***** PAGE EXCERPT

March 28th, 2006

Cost of Living: Part 1

Posted by natdavauer in Around the World

Backpacking should be offered as a major at any worthwhile institute of higher education. This may surprise you as you used to think backpackers were grungy drifters who became backpackers because they couldn’t figure out exactly what major to declare in the first place.

The skill set required for successful backpack-traveling (defined as traveling in no set direction for no particular amount of time, although usually as long as possible, while carrying everything you need on your back) is very similar to the already well defined liberal arts major (Integrated Life Studies at UW Madison). One might also compare the skill set to that needed by James Bond type super spies.

Just the math skills alone for figuring out how far your money is going to go, or more specifically how far you are going to go with your money, are calculator-watch worthy, and then you actually have to buy stuff. You are going to have to convert money in your head within seconds to see if you are getting a good deal on that nondescript meat-on-a-stick you are bargaining for. “How much is 35 baht? Oh, that’s only like 82 cents.” That would have only been four Renmenbi in Beijing, 12 Rubles in Siberia and a deal in Ulaan-Baatar at 850 Togogs.

You have to be a bit of a dietitian too. “What kind of meat is on that stick exactly? Hm, looks like Chicken. What exactly happens to you if you eat rat? How long can I go without eating meat?” Did you know that 33% of all meat-on-sticks in Shanghai is actually cat instead of what they claim it is. They never claim it is cat. Just being honest would fix this statistical anomaly. “Can cats get bird flu if they eat a bird? Is it worse to have bird flu or (using my math again here) worse to have eaten 33% cat over two weeks time?”

**********
***** DATA SHOWN

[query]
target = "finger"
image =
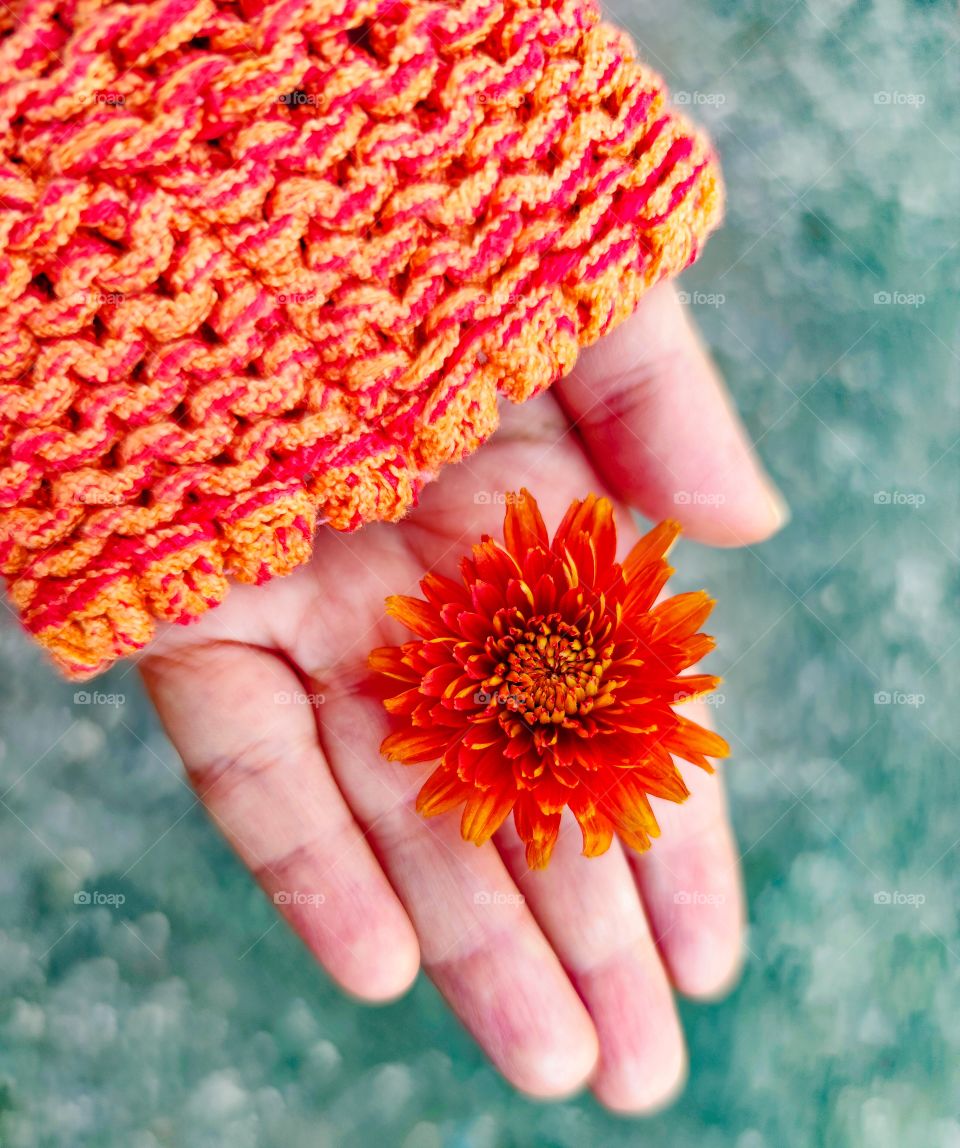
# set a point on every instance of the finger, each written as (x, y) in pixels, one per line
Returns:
(591, 914)
(660, 428)
(249, 746)
(479, 943)
(690, 883)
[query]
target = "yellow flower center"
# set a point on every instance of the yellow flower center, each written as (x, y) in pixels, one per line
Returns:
(549, 672)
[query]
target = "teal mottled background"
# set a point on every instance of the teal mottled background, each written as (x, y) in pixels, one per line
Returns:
(188, 1017)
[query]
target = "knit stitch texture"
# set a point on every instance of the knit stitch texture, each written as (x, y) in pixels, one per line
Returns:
(265, 266)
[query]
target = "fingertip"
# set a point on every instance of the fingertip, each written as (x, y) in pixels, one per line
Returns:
(656, 1090)
(560, 1073)
(660, 429)
(382, 963)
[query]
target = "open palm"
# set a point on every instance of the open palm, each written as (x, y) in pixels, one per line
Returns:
(564, 975)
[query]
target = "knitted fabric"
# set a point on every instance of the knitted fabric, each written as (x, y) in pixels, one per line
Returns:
(269, 265)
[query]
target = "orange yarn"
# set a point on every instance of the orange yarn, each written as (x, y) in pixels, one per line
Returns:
(270, 265)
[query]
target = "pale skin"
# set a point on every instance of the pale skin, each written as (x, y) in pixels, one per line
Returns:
(566, 977)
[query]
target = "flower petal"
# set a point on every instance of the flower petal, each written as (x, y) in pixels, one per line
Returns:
(694, 743)
(593, 517)
(681, 617)
(523, 526)
(597, 830)
(440, 792)
(415, 614)
(413, 745)
(485, 812)
(388, 660)
(656, 543)
(537, 831)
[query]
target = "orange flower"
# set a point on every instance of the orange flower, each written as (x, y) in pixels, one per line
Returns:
(546, 677)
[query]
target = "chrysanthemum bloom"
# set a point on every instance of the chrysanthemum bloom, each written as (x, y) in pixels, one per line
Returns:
(547, 677)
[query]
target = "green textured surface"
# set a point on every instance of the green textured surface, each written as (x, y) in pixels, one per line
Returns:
(183, 1017)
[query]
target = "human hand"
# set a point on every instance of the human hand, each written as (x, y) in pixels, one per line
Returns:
(564, 975)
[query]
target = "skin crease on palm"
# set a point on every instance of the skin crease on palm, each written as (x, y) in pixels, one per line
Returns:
(573, 982)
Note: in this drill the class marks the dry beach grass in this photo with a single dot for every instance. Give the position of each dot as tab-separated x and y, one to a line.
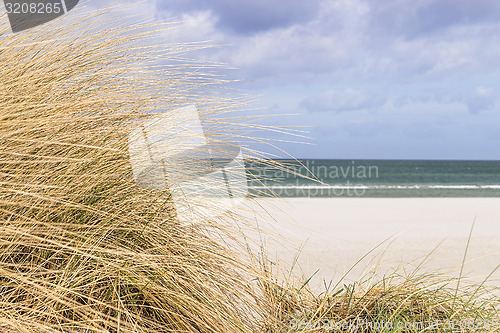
83	249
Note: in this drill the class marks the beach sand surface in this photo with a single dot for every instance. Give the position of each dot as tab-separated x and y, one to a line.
326	237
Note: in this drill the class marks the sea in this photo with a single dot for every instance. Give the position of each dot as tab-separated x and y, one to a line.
373	178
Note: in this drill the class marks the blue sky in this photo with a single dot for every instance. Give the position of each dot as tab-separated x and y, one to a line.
409	79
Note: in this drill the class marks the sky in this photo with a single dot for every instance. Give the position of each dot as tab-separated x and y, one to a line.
368	79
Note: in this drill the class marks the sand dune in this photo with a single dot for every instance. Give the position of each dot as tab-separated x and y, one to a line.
335	233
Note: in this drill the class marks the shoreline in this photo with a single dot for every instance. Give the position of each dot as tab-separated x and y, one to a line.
332	234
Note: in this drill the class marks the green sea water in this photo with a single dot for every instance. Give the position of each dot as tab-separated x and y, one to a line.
375	178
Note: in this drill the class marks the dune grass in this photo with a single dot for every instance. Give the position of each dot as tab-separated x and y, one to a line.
83	249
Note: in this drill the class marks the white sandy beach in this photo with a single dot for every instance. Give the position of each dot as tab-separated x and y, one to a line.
335	233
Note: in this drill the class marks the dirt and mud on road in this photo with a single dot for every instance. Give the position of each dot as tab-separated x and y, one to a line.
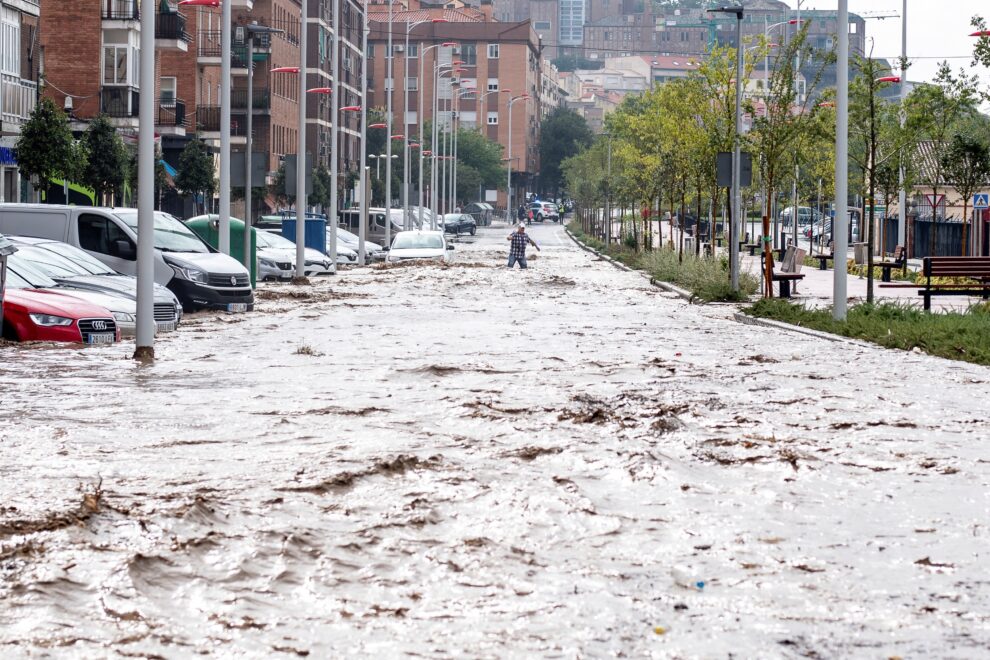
474	462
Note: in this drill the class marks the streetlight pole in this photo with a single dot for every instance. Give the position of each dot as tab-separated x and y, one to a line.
390	76
902	192
508	178
736	223
335	121
840	221
301	149
365	200
145	340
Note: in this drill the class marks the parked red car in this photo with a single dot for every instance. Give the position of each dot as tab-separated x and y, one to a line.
31	315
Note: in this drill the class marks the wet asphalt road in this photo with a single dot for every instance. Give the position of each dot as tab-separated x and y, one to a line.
467	461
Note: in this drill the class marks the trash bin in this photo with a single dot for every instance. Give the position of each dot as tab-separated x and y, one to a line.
315	232
207	227
860	253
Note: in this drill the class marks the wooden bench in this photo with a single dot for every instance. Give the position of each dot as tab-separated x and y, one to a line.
823	260
899	261
790	270
975	268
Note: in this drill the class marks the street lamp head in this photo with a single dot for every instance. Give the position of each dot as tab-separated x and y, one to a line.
728	9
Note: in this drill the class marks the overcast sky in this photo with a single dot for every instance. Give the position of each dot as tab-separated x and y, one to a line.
937	30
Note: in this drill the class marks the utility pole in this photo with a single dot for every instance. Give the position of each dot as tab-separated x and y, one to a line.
145	340
301	163
841	220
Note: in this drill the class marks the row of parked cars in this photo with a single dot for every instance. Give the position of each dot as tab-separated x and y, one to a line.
72	272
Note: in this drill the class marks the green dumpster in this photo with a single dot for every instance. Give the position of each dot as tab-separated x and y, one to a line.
207	227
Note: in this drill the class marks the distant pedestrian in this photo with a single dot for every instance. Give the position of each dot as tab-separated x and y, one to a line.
518	240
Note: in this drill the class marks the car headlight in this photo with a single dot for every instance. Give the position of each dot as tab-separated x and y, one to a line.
49	320
191	274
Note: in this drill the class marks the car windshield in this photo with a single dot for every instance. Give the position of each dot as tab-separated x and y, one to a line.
90	264
170	234
415	241
34	277
275	241
49	263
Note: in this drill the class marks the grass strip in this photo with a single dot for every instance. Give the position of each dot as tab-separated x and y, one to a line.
961	336
707	279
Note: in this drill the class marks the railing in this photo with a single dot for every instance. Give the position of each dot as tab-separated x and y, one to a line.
19	99
121	10
119	101
262	99
208	120
171	26
209	44
172	112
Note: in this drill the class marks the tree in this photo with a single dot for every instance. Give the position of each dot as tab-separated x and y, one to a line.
967	167
933	110
107	161
196	171
563	134
45	148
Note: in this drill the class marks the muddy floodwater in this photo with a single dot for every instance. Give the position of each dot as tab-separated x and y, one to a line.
469	462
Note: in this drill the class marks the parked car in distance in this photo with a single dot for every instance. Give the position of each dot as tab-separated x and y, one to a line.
30	315
459	223
421	246
199	275
372	250
74	268
543	211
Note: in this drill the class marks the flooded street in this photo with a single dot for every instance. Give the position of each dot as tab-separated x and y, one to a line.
467	461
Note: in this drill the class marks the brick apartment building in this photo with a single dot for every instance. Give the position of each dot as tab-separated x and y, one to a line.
19	74
92	49
502	60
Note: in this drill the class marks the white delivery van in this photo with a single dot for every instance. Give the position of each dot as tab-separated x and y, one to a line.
199	276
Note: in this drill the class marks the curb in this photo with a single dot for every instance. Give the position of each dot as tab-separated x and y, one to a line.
818	334
666	286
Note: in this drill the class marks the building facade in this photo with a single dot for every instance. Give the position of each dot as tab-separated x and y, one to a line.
19	75
499	61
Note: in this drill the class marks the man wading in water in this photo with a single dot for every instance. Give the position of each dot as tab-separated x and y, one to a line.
518	241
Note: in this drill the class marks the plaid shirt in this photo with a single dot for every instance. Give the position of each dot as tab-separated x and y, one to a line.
518	246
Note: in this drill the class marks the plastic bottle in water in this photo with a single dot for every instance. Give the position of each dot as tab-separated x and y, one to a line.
686	578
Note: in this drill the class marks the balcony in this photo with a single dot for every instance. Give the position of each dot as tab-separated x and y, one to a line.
209	49
19	99
121	10
120	104
208	124
170	32
262	100
171	117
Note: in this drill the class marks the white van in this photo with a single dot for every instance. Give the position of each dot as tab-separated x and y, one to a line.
197	274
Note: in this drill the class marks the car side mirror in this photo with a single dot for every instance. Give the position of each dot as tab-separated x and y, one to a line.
125	250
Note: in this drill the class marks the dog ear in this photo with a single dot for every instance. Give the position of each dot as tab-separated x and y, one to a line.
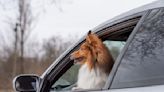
88	39
89	32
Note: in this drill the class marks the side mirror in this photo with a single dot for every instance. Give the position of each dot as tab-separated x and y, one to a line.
26	83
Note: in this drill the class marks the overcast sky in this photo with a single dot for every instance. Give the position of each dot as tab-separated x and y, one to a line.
79	16
76	17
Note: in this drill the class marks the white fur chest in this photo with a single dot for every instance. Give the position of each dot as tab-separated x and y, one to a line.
91	79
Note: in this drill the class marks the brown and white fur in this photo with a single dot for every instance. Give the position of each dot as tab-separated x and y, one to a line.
96	63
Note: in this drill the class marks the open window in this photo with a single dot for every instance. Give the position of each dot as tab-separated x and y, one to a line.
141	66
64	77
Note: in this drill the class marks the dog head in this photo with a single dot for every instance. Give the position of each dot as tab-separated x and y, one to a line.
87	52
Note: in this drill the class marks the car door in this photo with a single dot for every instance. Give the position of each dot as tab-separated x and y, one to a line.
140	66
114	35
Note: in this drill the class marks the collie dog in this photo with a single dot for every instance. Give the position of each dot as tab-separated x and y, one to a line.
96	63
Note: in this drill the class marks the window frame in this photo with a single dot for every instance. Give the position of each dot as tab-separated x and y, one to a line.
120	57
58	69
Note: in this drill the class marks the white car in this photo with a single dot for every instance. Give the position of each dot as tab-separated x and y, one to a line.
138	39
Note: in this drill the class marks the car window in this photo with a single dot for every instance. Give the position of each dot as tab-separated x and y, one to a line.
143	62
68	80
114	37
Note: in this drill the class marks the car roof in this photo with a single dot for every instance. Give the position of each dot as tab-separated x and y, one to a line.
156	4
153	5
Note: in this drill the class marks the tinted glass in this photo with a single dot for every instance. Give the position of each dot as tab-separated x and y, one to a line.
143	62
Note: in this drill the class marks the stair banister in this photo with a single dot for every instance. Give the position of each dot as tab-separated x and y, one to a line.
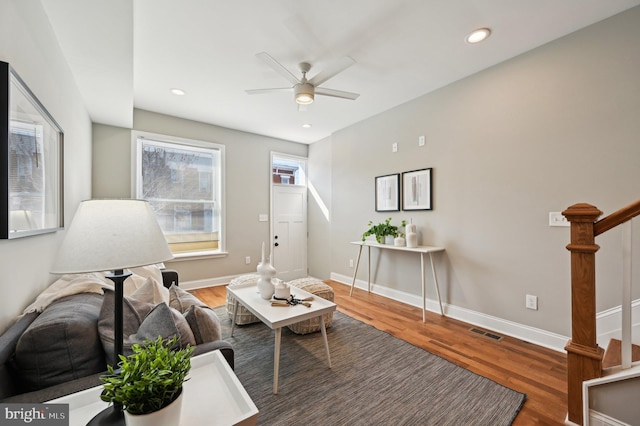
584	356
626	354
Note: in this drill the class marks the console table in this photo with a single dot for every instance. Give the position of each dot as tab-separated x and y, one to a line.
420	249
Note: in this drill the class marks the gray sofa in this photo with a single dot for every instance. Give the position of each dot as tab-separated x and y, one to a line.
73	358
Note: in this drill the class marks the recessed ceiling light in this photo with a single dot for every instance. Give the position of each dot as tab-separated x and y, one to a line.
478	35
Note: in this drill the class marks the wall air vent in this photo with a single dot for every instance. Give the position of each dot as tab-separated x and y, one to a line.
486	333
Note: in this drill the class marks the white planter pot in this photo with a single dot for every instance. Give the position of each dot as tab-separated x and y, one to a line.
167	416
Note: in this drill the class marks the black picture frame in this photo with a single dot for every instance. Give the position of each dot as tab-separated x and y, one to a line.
387	189
31	160
417	190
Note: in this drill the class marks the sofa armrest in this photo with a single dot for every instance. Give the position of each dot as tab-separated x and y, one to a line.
9	385
222	345
57	391
169	276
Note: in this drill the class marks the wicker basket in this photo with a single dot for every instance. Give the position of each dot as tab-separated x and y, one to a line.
244	316
319	289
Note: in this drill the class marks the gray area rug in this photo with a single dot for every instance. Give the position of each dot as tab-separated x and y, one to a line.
375	379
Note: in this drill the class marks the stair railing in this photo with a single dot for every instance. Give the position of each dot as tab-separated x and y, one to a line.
584	356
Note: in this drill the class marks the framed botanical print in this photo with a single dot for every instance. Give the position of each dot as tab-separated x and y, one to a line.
388	193
417	190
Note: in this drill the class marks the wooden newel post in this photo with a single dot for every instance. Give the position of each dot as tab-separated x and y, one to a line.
584	356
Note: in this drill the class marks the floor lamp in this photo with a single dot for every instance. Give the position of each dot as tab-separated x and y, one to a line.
112	235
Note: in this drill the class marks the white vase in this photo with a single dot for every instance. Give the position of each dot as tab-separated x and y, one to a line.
412	236
167	416
266	272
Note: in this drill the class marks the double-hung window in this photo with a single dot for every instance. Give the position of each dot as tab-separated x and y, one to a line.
183	181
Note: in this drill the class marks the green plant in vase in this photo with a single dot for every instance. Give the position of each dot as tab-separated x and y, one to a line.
149	379
381	230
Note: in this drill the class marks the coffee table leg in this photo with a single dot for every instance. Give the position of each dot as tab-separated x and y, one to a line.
326	341
233	318
276	360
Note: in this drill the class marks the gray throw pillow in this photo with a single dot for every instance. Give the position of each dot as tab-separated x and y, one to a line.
204	323
181	300
141	321
62	344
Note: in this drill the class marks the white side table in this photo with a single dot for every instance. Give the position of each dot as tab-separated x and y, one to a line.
420	249
213	395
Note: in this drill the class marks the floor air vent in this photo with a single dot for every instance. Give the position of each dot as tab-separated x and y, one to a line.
486	333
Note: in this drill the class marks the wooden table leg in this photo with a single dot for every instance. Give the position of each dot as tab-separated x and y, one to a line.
353	283
435	283
233	318
276	359
326	341
424	289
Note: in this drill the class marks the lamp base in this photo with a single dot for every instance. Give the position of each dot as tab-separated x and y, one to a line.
109	416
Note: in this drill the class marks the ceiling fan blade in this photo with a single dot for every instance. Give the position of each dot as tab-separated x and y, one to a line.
336	93
334	69
278	67
275	89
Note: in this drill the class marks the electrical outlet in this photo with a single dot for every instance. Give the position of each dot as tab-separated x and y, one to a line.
557	219
531	302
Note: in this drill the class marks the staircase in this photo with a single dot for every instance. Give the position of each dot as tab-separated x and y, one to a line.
586	366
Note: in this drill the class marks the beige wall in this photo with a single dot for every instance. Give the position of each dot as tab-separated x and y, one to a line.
28	43
247	162
538	133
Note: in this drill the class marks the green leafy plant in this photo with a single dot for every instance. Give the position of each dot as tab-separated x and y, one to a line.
381	230
149	379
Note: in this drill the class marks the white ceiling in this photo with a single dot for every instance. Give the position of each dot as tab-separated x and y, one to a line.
130	53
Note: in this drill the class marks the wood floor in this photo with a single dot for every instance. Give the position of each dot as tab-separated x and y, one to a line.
538	372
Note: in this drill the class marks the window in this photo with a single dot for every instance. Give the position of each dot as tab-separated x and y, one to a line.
288	170
182	179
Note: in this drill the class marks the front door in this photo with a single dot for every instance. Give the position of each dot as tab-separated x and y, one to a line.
289	216
289	245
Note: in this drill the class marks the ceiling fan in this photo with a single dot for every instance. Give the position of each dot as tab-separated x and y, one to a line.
305	90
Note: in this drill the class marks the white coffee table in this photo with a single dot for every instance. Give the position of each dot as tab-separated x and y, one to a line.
213	395
276	317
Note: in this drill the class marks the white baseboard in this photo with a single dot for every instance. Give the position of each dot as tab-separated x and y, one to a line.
533	335
209	282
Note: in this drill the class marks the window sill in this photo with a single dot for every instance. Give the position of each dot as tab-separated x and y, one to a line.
199	255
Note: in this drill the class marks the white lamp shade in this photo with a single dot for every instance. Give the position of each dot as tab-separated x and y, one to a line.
111	234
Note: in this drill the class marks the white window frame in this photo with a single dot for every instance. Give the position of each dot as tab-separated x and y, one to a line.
136	183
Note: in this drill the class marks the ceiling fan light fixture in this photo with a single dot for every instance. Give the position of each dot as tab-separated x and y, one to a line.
304	93
478	35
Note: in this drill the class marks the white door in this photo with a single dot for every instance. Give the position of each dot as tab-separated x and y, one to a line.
289	237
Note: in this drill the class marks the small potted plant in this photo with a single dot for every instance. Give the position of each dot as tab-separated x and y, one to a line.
148	383
381	231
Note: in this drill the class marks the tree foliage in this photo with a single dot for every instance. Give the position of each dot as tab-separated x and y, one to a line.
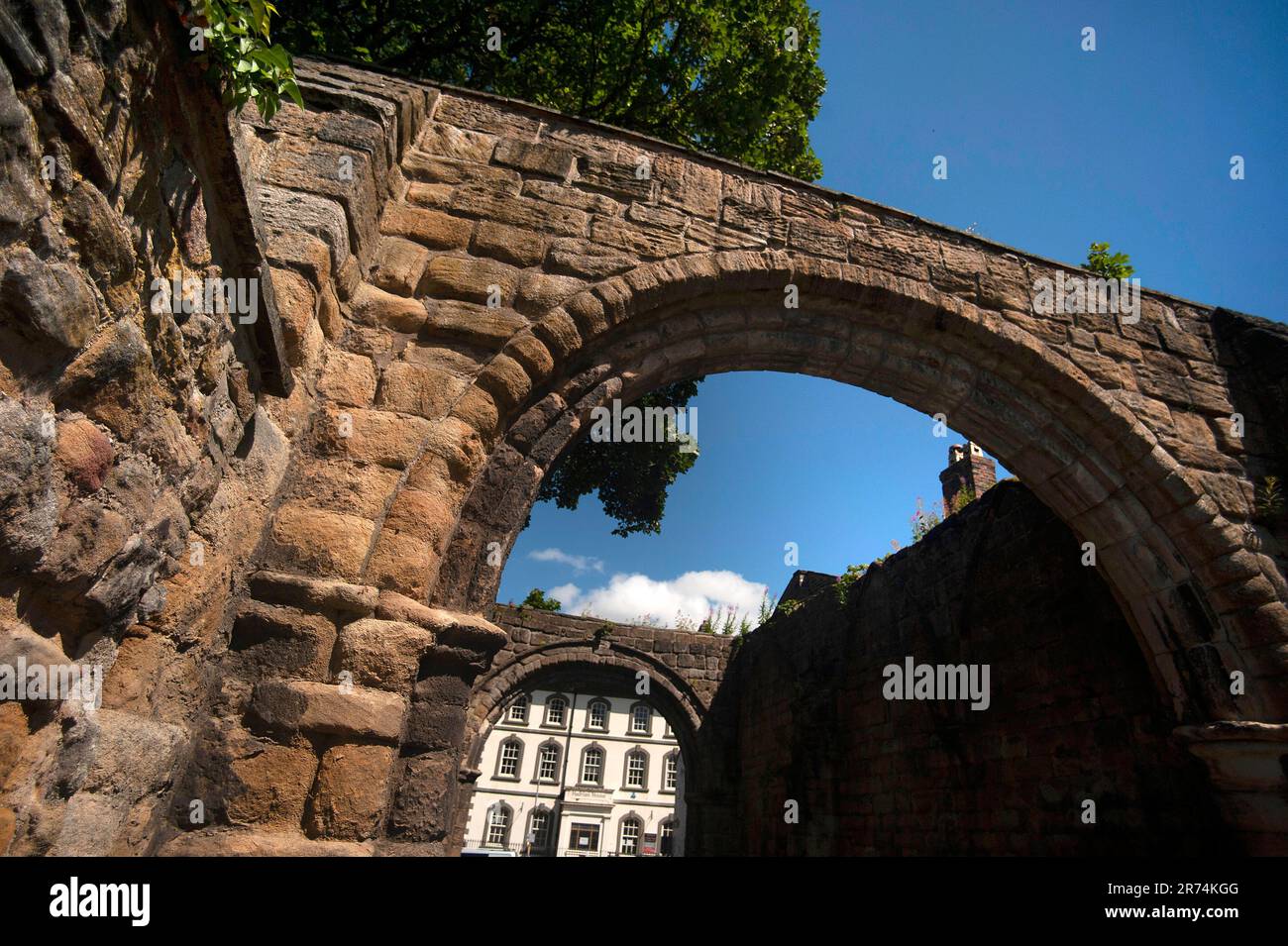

**********

• **PROBLEM REQUIREMENTS**
Reproduce the stretch of the backpacking post from "March 28th, 2006" through "the first place.", switching "major" to "degree program" wherever it occurs.

• **THE ANSWER**
March 28th, 2006

Cost of Living: Part 1

Posted by natdavauer in Around the World

Backpacking should be offered as a degree program at any worthwhile institute of higher education. This may surprise you as you used to think backpackers were grungy drifters who became backpackers because they couldn’t figure out exactly what degree program to declare in the first place.